* Required work: Report every line in the rows below that contains the string "electric". Match case exactly, and copy each matching line in full.

══════

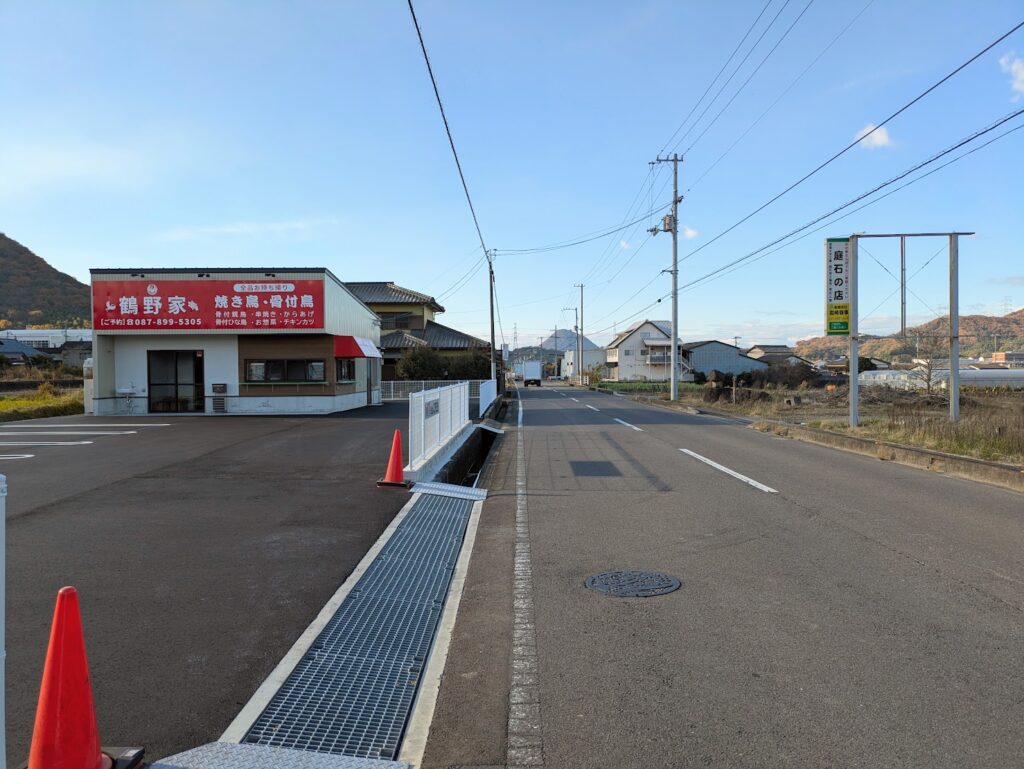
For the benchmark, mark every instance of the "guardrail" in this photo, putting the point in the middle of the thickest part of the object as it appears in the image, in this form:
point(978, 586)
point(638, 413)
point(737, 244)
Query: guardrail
point(434, 416)
point(401, 389)
point(488, 393)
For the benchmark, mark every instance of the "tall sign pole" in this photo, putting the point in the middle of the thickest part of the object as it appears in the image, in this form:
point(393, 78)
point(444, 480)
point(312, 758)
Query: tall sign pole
point(953, 327)
point(671, 224)
point(841, 303)
point(854, 338)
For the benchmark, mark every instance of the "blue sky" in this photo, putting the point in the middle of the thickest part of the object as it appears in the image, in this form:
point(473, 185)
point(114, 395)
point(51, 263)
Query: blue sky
point(305, 133)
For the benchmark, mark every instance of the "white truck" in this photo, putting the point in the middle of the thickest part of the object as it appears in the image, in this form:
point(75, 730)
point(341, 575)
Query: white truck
point(529, 371)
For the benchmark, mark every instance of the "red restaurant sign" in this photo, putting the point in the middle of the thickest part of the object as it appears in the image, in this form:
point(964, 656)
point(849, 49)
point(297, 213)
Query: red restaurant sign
point(260, 305)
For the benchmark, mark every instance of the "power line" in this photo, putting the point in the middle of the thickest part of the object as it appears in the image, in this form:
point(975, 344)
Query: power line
point(715, 79)
point(750, 77)
point(869, 193)
point(738, 68)
point(739, 263)
point(778, 98)
point(709, 279)
point(448, 128)
point(856, 141)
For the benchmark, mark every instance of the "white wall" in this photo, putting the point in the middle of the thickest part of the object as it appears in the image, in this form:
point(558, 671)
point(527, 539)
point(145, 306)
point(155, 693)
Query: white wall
point(121, 364)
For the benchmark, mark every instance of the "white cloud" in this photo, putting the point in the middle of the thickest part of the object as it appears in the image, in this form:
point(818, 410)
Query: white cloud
point(246, 228)
point(32, 168)
point(880, 137)
point(1014, 67)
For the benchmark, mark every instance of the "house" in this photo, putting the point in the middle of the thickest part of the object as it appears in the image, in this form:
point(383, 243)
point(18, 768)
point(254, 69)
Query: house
point(714, 355)
point(591, 359)
point(18, 353)
point(643, 352)
point(408, 322)
point(774, 354)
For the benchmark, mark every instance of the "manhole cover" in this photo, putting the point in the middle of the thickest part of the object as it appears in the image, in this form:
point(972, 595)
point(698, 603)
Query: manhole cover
point(633, 584)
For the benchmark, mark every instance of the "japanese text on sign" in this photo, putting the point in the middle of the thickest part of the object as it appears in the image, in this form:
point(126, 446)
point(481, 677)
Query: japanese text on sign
point(207, 305)
point(838, 287)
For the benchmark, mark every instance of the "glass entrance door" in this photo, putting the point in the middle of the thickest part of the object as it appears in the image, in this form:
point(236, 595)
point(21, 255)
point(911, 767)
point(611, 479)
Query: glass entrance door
point(176, 381)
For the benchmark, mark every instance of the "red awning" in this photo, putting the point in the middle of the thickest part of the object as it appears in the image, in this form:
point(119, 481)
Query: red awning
point(354, 347)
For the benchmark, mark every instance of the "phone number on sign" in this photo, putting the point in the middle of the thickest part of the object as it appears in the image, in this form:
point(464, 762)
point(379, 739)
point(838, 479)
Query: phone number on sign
point(151, 322)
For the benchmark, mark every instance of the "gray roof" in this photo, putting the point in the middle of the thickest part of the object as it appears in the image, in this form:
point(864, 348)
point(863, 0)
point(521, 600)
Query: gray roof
point(13, 348)
point(435, 336)
point(385, 292)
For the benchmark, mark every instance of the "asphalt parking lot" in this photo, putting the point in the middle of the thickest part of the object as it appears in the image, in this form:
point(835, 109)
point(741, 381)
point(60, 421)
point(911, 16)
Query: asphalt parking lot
point(201, 549)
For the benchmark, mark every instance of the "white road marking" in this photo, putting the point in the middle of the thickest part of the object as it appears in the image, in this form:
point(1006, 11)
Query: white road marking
point(622, 422)
point(45, 442)
point(73, 432)
point(726, 470)
point(58, 425)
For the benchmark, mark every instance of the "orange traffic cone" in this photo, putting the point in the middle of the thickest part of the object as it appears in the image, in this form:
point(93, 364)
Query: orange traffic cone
point(394, 475)
point(66, 735)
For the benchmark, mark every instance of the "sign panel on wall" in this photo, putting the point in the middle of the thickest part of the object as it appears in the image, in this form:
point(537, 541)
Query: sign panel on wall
point(838, 287)
point(213, 305)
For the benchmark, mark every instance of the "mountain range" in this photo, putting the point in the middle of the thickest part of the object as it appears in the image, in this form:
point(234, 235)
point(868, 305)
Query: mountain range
point(980, 336)
point(33, 293)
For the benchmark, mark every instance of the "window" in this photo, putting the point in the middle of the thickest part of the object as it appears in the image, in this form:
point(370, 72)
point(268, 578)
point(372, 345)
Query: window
point(346, 369)
point(285, 371)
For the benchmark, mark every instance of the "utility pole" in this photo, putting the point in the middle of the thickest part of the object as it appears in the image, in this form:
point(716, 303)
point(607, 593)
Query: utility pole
point(576, 328)
point(580, 338)
point(491, 272)
point(671, 224)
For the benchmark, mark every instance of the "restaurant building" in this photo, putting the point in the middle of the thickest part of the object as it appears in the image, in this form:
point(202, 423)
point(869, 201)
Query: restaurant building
point(230, 341)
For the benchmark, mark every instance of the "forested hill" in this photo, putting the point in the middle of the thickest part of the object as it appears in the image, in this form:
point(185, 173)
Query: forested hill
point(33, 293)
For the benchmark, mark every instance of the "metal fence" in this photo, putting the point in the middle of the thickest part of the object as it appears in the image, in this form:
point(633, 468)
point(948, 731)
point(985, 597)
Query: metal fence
point(401, 389)
point(434, 416)
point(488, 393)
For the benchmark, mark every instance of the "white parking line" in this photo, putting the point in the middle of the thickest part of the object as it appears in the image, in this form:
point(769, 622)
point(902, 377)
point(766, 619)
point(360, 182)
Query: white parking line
point(58, 425)
point(73, 432)
point(726, 470)
point(623, 422)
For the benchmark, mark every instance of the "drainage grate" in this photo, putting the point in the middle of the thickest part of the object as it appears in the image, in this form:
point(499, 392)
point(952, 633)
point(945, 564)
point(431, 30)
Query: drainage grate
point(352, 692)
point(633, 584)
point(451, 489)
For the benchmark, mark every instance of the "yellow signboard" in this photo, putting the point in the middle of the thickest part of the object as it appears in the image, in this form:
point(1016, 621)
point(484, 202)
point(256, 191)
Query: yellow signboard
point(839, 318)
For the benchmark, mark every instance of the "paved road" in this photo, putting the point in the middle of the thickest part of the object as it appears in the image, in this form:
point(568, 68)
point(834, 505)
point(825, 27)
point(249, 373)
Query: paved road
point(201, 549)
point(842, 612)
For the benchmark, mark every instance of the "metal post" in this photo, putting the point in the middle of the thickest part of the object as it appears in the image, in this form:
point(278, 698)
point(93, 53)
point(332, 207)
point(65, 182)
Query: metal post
point(854, 340)
point(674, 387)
point(902, 286)
point(953, 328)
point(491, 271)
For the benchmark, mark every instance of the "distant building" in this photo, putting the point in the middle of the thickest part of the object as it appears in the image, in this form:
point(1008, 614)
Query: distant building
point(774, 354)
point(408, 322)
point(712, 355)
point(18, 353)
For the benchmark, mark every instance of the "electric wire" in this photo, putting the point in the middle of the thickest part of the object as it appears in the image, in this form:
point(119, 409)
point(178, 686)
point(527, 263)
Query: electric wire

══════

* Final answer:
For the benchmark, mark every instance of the "electric wire" in this photo, putting the point in the middle of the thickest part of the object as it appears in the image, in this form:
Query: electric wire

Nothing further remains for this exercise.